### [Stated task 1]
Write out the text on the Yerevantropics branding project word for word.
>> START Text section
Conceptual Branding / Cultural Reframing / Urban Fiction / Art Practice

Yerevantropics is a conceptual branding project that reimagines Yerevan as a tropical capital — a city where post-Soviet geometry meets palms, jungles, and a fictional sea surrounding Mount Ararat. The name merges Yerevan and tropics, proposing a radical shift in perception rather than geography. In this narrative, the mountainous, landlocked, conservative capital transforms into a playful, sensual, and magnetic cultural destination.

 

Unlike classical branding systems built on logos, guidelines, and fixed assets, Yerevantropics operates as an atmospheric identity. It builds a sense of environment and mindset rather than a corporate toolkit. At the core of the project lies a branding principle: a strong identity begins with a strong name.

Before logos, before color systems, before visual assets — there is language. A bold, memorable, slightly provocative name creates the first emotional reaction. It carries attitude. It creates curiosity. It sets tone. Yerevantropics is intentionally sexy, unexpected, and atmospheric. The name itself already builds the climate. Only after that does the visual world unfold.

The brand exists as a mood, a climate, a parallel reality. The coastal city with Ararat, palms, and waves becomes a recurring abstract code — integrated across murals, digital compositions, typography, installations, and visual experiments. These elements are not illustrated literally, but translated into shapes, gradients, geometries, and color tensions.


Mount Ararat becomes a triangle.
Waves become rhythm. Palms become vertical gestures. The sea becomes space.

The project explores how branding can reshape emotional climate: — from rigid to fluid — from restrained to expressive — from historic to hedonistic.

 

But Yerevantropics operates beyond visual identity. It is also the mural tag name of Sergei Navasardian. Under this name, he has created murals across different cities around the world, spreading the idea as an urban signature. Each mural functions as both artwork and cultural signal — promoting the concept while positioning Yerevan as a city of imagination and creative ambition. At the same time, Yerevantropics serves as an ongoing artistic platform through which Sergei explores and shapes a new Armenian abstract language. Inspired by graffiti culture, suprematism, post-Soviet visual codes, and other contemporary cultural phenomena, the project experiments with form, geometry, symbolism, and urban texture. Here, tropical fiction meets abstract structure. Street energy meets avant-garde discipline. Local identity meets global visual language.
>> END Text section
### [Stated task 2]
In the records, start at the line that has "Mark each instance of the train cab" and continue through the last line of the records. Give those lines again with "windscreen wiper" changed to "windshield wiper", leaving everything else the same.
>> START Records
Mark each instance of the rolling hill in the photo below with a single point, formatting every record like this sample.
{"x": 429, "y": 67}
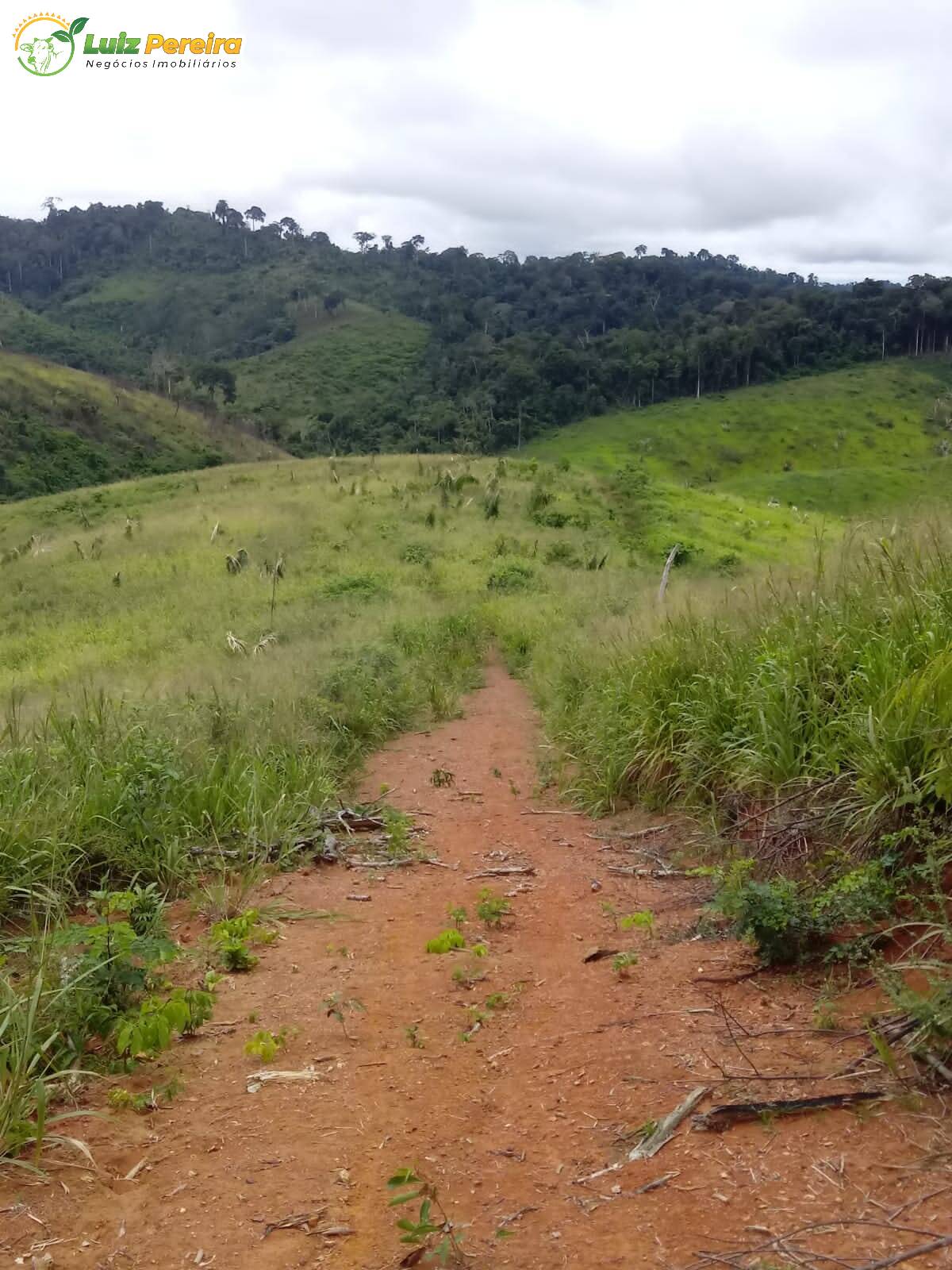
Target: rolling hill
{"x": 22, "y": 330}
{"x": 61, "y": 429}
{"x": 314, "y": 391}
{"x": 846, "y": 444}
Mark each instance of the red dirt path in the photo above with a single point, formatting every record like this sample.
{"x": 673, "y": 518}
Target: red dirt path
{"x": 509, "y": 1121}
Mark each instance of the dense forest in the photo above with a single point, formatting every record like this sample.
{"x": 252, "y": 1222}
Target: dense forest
{"x": 179, "y": 302}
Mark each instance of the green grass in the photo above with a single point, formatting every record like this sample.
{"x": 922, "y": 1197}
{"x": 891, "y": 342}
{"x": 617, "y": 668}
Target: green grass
{"x": 135, "y": 729}
{"x": 63, "y": 429}
{"x": 355, "y": 359}
{"x": 846, "y": 444}
{"x": 841, "y": 683}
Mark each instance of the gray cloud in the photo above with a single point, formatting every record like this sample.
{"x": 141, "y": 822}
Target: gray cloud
{"x": 805, "y": 137}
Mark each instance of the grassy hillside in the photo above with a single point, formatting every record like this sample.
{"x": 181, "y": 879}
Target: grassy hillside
{"x": 847, "y": 444}
{"x": 314, "y": 391}
{"x": 63, "y": 429}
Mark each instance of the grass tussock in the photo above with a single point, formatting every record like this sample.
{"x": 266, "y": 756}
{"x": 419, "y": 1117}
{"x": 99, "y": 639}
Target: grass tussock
{"x": 842, "y": 679}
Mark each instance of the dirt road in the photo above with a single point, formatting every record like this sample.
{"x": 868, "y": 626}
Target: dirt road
{"x": 562, "y": 1072}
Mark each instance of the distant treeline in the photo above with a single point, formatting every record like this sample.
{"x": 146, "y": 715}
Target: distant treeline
{"x": 516, "y": 346}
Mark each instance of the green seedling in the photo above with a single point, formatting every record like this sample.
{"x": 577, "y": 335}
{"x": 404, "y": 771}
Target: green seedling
{"x": 446, "y": 941}
{"x": 432, "y": 1232}
{"x": 413, "y": 1037}
{"x": 467, "y": 976}
{"x": 478, "y": 1018}
{"x": 492, "y": 908}
{"x": 611, "y": 912}
{"x": 644, "y": 920}
{"x": 624, "y": 962}
{"x": 457, "y": 914}
{"x": 266, "y": 1045}
{"x": 825, "y": 1016}
{"x": 150, "y": 1029}
{"x": 125, "y": 1100}
{"x": 338, "y": 1006}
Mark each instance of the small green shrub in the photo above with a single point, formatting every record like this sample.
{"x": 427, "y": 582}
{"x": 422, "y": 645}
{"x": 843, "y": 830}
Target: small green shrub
{"x": 492, "y": 908}
{"x": 264, "y": 1045}
{"x": 446, "y": 941}
{"x": 512, "y": 577}
{"x": 150, "y": 1029}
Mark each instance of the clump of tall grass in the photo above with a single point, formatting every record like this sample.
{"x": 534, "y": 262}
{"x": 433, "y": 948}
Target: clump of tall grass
{"x": 108, "y": 791}
{"x": 846, "y": 681}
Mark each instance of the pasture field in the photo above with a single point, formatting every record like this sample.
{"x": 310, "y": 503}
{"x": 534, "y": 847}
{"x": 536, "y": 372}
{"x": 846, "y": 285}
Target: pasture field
{"x": 196, "y": 667}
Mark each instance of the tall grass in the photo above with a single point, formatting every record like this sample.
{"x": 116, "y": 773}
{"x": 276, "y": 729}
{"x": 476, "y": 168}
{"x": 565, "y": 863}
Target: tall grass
{"x": 843, "y": 679}
{"x": 108, "y": 791}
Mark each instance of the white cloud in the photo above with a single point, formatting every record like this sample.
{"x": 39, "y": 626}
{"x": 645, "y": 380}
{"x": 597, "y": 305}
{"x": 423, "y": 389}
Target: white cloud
{"x": 800, "y": 137}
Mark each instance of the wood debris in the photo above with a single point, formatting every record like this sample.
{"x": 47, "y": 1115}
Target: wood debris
{"x": 731, "y": 1113}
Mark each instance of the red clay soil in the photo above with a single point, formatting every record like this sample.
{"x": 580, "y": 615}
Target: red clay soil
{"x": 549, "y": 1090}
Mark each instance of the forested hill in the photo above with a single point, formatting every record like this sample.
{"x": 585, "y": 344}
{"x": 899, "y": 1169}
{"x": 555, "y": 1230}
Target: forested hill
{"x": 397, "y": 346}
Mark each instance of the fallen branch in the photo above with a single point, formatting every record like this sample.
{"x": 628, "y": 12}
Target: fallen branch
{"x": 666, "y": 1127}
{"x": 655, "y": 1183}
{"x": 639, "y": 872}
{"x": 731, "y": 1113}
{"x": 653, "y": 1143}
{"x": 908, "y": 1254}
{"x": 509, "y": 870}
{"x": 381, "y": 864}
{"x": 631, "y": 835}
{"x": 296, "y": 1222}
{"x": 729, "y": 978}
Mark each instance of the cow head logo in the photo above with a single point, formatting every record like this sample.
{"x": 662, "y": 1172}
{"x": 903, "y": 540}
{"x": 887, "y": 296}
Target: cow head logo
{"x": 44, "y": 42}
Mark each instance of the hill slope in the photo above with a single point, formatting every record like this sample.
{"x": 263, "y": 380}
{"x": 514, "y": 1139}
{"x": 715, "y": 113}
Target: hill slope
{"x": 846, "y": 444}
{"x": 25, "y": 332}
{"x": 317, "y": 391}
{"x": 514, "y": 347}
{"x": 61, "y": 429}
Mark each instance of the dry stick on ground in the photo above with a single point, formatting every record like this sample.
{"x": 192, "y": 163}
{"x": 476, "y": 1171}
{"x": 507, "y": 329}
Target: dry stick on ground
{"x": 636, "y": 872}
{"x": 672, "y": 556}
{"x": 729, "y": 978}
{"x": 943, "y": 1242}
{"x": 660, "y": 1136}
{"x": 503, "y": 873}
{"x": 731, "y": 1113}
{"x": 631, "y": 835}
{"x": 780, "y": 1241}
{"x": 784, "y": 802}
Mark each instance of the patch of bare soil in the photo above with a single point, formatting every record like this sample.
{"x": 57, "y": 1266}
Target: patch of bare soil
{"x": 552, "y": 1087}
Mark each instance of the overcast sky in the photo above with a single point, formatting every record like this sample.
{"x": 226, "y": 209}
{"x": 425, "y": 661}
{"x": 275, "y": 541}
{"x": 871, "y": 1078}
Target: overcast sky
{"x": 809, "y": 135}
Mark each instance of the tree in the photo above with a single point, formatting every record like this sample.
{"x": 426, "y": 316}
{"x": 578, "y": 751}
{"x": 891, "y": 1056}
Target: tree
{"x": 211, "y": 378}
{"x": 333, "y": 302}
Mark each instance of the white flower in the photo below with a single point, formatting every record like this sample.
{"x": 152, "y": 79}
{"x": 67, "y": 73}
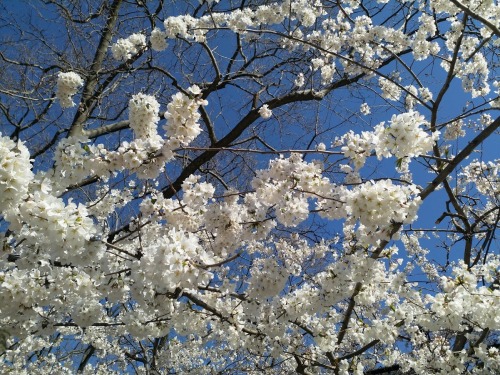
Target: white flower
{"x": 124, "y": 49}
{"x": 67, "y": 86}
{"x": 143, "y": 115}
{"x": 365, "y": 109}
{"x": 15, "y": 172}
{"x": 265, "y": 112}
{"x": 157, "y": 39}
{"x": 299, "y": 81}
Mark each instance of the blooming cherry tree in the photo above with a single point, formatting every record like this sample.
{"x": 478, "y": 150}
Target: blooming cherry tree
{"x": 235, "y": 187}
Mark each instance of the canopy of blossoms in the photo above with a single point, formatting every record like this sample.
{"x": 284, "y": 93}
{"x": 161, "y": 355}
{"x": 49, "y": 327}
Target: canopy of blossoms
{"x": 204, "y": 274}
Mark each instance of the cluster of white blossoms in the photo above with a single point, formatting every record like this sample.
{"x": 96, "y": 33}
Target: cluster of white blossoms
{"x": 157, "y": 39}
{"x": 58, "y": 231}
{"x": 357, "y": 147}
{"x": 404, "y": 137}
{"x": 268, "y": 278}
{"x": 182, "y": 116}
{"x": 265, "y": 112}
{"x": 379, "y": 204}
{"x": 175, "y": 260}
{"x": 484, "y": 175}
{"x": 125, "y": 48}
{"x": 143, "y": 116}
{"x": 454, "y": 130}
{"x": 15, "y": 172}
{"x": 67, "y": 85}
{"x": 206, "y": 270}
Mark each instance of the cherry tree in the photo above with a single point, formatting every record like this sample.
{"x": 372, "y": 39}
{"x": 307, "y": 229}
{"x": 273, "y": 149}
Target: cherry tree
{"x": 249, "y": 187}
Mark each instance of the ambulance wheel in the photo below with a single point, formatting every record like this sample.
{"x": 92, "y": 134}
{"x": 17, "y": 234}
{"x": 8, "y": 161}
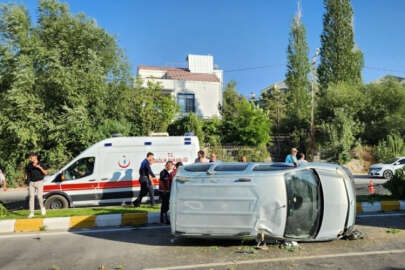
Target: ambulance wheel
{"x": 56, "y": 202}
{"x": 387, "y": 174}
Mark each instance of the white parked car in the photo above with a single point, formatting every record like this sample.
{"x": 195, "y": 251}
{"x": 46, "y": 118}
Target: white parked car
{"x": 387, "y": 168}
{"x": 313, "y": 202}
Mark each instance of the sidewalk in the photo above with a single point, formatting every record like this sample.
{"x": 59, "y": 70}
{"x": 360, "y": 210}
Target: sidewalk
{"x": 137, "y": 219}
{"x": 75, "y": 222}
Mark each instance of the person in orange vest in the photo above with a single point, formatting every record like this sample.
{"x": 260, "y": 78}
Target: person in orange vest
{"x": 165, "y": 182}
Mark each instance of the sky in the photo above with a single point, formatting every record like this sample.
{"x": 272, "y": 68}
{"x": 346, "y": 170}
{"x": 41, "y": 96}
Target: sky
{"x": 248, "y": 39}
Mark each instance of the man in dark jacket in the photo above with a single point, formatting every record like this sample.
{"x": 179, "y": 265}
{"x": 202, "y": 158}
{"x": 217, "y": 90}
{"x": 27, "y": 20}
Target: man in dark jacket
{"x": 146, "y": 180}
{"x": 34, "y": 175}
{"x": 165, "y": 182}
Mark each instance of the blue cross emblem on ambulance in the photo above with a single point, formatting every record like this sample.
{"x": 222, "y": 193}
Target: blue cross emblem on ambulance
{"x": 124, "y": 162}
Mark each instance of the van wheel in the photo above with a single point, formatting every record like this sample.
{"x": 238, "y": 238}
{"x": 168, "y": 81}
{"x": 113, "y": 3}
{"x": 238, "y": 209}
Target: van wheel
{"x": 387, "y": 174}
{"x": 56, "y": 202}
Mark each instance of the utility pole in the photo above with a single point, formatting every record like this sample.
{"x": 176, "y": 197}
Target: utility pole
{"x": 313, "y": 63}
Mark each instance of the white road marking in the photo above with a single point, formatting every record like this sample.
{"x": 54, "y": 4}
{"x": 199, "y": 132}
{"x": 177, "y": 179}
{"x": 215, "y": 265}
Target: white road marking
{"x": 381, "y": 215}
{"x": 326, "y": 256}
{"x": 84, "y": 231}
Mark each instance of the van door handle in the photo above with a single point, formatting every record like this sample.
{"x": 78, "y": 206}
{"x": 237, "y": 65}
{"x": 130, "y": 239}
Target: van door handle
{"x": 182, "y": 180}
{"x": 243, "y": 180}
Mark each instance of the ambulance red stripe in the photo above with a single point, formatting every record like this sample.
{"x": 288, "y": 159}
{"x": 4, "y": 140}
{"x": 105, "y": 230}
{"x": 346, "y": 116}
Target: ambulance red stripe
{"x": 93, "y": 185}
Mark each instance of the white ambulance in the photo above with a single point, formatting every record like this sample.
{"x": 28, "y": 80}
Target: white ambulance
{"x": 107, "y": 172}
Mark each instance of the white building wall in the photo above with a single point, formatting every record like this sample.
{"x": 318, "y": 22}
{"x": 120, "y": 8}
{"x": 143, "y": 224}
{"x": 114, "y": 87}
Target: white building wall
{"x": 146, "y": 73}
{"x": 207, "y": 95}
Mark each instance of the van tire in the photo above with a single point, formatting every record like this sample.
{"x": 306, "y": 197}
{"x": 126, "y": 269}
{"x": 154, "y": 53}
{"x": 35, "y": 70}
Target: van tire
{"x": 56, "y": 202}
{"x": 387, "y": 174}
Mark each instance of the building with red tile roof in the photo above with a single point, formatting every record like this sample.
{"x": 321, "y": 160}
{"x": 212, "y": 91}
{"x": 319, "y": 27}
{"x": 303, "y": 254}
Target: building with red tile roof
{"x": 197, "y": 88}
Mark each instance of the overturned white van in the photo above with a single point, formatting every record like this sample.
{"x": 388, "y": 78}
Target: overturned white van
{"x": 314, "y": 202}
{"x": 107, "y": 172}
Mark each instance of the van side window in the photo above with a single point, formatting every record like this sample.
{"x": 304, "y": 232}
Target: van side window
{"x": 81, "y": 168}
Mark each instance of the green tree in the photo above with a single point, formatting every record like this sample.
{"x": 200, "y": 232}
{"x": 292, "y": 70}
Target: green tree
{"x": 298, "y": 110}
{"x": 187, "y": 123}
{"x": 393, "y": 146}
{"x": 65, "y": 84}
{"x": 298, "y": 67}
{"x": 384, "y": 110}
{"x": 341, "y": 59}
{"x": 151, "y": 110}
{"x": 212, "y": 131}
{"x": 274, "y": 102}
{"x": 243, "y": 123}
{"x": 338, "y": 115}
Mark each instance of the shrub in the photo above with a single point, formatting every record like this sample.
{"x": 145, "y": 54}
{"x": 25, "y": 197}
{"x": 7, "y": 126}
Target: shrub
{"x": 339, "y": 137}
{"x": 392, "y": 147}
{"x": 396, "y": 185}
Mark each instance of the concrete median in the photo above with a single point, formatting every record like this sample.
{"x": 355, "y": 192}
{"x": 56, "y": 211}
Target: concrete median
{"x": 138, "y": 219}
{"x": 75, "y": 222}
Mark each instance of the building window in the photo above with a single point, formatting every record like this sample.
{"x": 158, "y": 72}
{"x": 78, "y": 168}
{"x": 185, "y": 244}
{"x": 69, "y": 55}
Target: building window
{"x": 186, "y": 102}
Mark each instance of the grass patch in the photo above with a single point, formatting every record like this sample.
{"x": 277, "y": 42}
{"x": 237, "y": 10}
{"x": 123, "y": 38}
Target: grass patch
{"x": 88, "y": 211}
{"x": 393, "y": 231}
{"x": 375, "y": 198}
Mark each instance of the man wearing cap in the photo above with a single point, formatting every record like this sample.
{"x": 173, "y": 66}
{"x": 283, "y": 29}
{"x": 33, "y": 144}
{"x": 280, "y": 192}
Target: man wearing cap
{"x": 292, "y": 158}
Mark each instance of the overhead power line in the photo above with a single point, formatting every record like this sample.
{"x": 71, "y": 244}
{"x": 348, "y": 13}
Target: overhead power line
{"x": 253, "y": 68}
{"x": 282, "y": 65}
{"x": 385, "y": 69}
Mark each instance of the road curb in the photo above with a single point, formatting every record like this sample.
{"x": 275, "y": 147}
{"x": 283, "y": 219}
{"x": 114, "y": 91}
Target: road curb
{"x": 138, "y": 219}
{"x": 385, "y": 206}
{"x": 68, "y": 223}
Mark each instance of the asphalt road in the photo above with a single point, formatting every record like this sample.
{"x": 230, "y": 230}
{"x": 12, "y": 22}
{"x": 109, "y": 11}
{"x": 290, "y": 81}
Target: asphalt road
{"x": 153, "y": 248}
{"x": 15, "y": 199}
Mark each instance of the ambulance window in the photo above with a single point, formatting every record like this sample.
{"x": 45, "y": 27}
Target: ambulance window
{"x": 230, "y": 167}
{"x": 81, "y": 168}
{"x": 198, "y": 167}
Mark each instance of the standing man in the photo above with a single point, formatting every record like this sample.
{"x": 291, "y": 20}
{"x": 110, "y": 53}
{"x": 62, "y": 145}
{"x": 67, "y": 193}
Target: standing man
{"x": 34, "y": 175}
{"x": 292, "y": 158}
{"x": 201, "y": 157}
{"x": 165, "y": 183}
{"x": 301, "y": 159}
{"x": 214, "y": 159}
{"x": 146, "y": 179}
{"x": 3, "y": 181}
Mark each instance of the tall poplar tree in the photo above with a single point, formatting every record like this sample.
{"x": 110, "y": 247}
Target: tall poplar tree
{"x": 341, "y": 60}
{"x": 298, "y": 113}
{"x": 298, "y": 68}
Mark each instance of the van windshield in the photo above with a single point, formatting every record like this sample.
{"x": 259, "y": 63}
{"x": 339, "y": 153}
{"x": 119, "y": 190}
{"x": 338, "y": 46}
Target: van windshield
{"x": 390, "y": 161}
{"x": 304, "y": 204}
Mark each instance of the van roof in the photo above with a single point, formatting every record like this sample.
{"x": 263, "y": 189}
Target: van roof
{"x": 255, "y": 167}
{"x": 143, "y": 141}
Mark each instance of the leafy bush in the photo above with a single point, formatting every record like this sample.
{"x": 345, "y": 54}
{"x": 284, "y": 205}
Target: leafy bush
{"x": 188, "y": 123}
{"x": 339, "y": 138}
{"x": 396, "y": 185}
{"x": 392, "y": 147}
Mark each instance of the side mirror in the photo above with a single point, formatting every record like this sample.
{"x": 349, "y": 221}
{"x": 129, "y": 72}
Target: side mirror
{"x": 60, "y": 177}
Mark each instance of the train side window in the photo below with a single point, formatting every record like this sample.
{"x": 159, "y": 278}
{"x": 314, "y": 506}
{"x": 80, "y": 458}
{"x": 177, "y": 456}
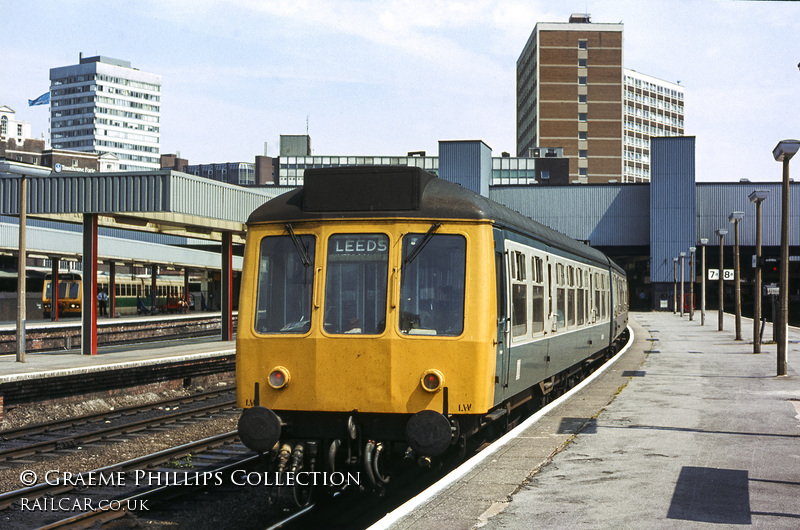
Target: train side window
{"x": 537, "y": 295}
{"x": 356, "y": 284}
{"x": 285, "y": 284}
{"x": 519, "y": 309}
{"x": 432, "y": 285}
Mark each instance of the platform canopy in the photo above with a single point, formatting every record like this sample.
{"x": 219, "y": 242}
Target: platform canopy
{"x": 164, "y": 201}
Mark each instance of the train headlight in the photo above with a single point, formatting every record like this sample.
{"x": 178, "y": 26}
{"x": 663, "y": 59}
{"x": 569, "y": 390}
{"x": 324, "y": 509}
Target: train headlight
{"x": 279, "y": 377}
{"x": 432, "y": 380}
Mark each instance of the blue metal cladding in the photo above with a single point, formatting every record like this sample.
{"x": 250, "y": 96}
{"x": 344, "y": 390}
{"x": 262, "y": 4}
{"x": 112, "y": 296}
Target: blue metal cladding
{"x": 468, "y": 163}
{"x": 672, "y": 203}
{"x": 603, "y": 215}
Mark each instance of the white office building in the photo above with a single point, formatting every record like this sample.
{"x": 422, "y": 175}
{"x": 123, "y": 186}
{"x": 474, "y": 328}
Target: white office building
{"x": 103, "y": 105}
{"x": 653, "y": 108}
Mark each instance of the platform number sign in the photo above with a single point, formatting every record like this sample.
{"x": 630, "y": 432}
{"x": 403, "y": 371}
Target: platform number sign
{"x": 727, "y": 274}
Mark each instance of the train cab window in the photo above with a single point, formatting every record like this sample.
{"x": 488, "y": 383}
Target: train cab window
{"x": 432, "y": 283}
{"x": 537, "y": 295}
{"x": 356, "y": 284}
{"x": 285, "y": 284}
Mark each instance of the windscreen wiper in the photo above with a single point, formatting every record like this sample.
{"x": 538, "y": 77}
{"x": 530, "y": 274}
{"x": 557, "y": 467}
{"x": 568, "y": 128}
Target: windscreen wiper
{"x": 299, "y": 246}
{"x": 424, "y": 241}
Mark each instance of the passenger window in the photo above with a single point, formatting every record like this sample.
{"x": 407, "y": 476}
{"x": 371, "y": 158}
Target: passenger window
{"x": 432, "y": 283}
{"x": 356, "y": 284}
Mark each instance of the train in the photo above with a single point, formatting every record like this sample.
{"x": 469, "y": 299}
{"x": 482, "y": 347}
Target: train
{"x": 386, "y": 313}
{"x": 133, "y": 294}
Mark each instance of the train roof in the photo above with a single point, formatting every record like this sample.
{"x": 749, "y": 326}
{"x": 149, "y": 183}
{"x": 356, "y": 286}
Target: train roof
{"x": 401, "y": 191}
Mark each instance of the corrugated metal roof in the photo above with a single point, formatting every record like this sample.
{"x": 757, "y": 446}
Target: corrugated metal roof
{"x": 604, "y": 214}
>> END Records
### [Exercise response 1]
Conceptual Branding / Cultural Reframing / Urban Fiction / Art Practice

Yerevantropics is a conceptual branding project that reimagines Yerevan as a tropical capital — a city where post-Soviet geometry meets palms, jungles, and a fictional sea surrounding Mount Ararat. The name merges Yerevan and tropics, proposing a radical shift in perception rather than geography. In this narrative, the mountainous, landlocked, conservative capital transforms into a playful, sensual, and magnetic cultural destination.

 

Unlike classical branding systems built on logos, guidelines, and fixed assets, Yerevantropics operates as an atmospheric identity. It builds a sense of environment and mindset rather than a corporate toolkit. At the core of the project lies a branding principle: a strong identity begins with a strong name.

Before logos, before color systems, before visual assets — there is language. A bold, memorable, slightly provocative name creates the first emotional reaction. It carries attitude. It creates curiosity. It sets tone. Yerevantropics is intentionally sexy, unexpected, and atmospheric. The name itself already builds the climate. Only after that does the visual world unfold.

The brand exists as a mood, a climate, a parallel reality. The coastal city with Ararat, palms, and waves becomes a recurring abstract code — integrated across murals, digital compositions, typography, installations, and visual experiments. These elements are not illustrated literally, but translated into shapes, gradients, geometries, and color tensions.


Mount Ararat becomes a triangle.
Waves become rhythm. Palms become vertical gestures. The sea becomes space.

The project explores how branding can reshape emotional climate: — from rigid to fluid — from restrained to expressive — from historic to hedonistic.

 

But Yerevantropics operates beyond visual identity. It is also the mural tag name of Sergei Navasardian. Under this name, he has created murals across different cities around the world, spreading the idea as an urban signature. Each mural functions as both artwork and cultural signal — promoting the concept while positioning Yerevan as a city of imagination and creative ambition. At the same time, Yerevantropics serves as an ongoing artistic platform through which Sergei explores and shapes a new Armenian abstract language. Inspired by graffiti culture, suprematism, post-Soviet visual codes, and other contemporary cultural phenomena, the project experiments with form, geometry, symbolism, and urban texture. Here, tropical fiction meets abstract structure. Street energy meets avant-garde discipline. Local identity meets global visual language.

### [Exercise response 2]
Mark each instance of the train cab window in the photo above with a single point, formatting every record like this sample.
{"x": 488, "y": 383}
Target: train cab window
{"x": 432, "y": 283}
{"x": 537, "y": 295}
{"x": 356, "y": 284}
{"x": 285, "y": 284}
Mark each instance of the windshield wiper in the photo above with a single point, formatting every record like this sample.
{"x": 538, "y": 77}
{"x": 530, "y": 274}
{"x": 557, "y": 467}
{"x": 568, "y": 128}
Target: windshield wiper
{"x": 299, "y": 246}
{"x": 424, "y": 241}
Mark each instance of the passenger window in the photo above with a single point, formatting every record like this sample.
{"x": 407, "y": 476}
{"x": 371, "y": 158}
Target: passenger window
{"x": 432, "y": 283}
{"x": 356, "y": 284}
Mark each instance of the train in the photo above with a single point, formatting every record like this sample.
{"x": 469, "y": 299}
{"x": 482, "y": 347}
Target: train
{"x": 386, "y": 313}
{"x": 133, "y": 294}
Mark each instance of the train roof in the photo above with a single point, formatting every record like this sample.
{"x": 749, "y": 326}
{"x": 149, "y": 183}
{"x": 356, "y": 286}
Target: train roof
{"x": 401, "y": 191}
Mark each instance of the corrugated metal roof in the photo above with a single point, formatting every record like this sample.
{"x": 757, "y": 446}
Target: corrugated metal roof
{"x": 604, "y": 214}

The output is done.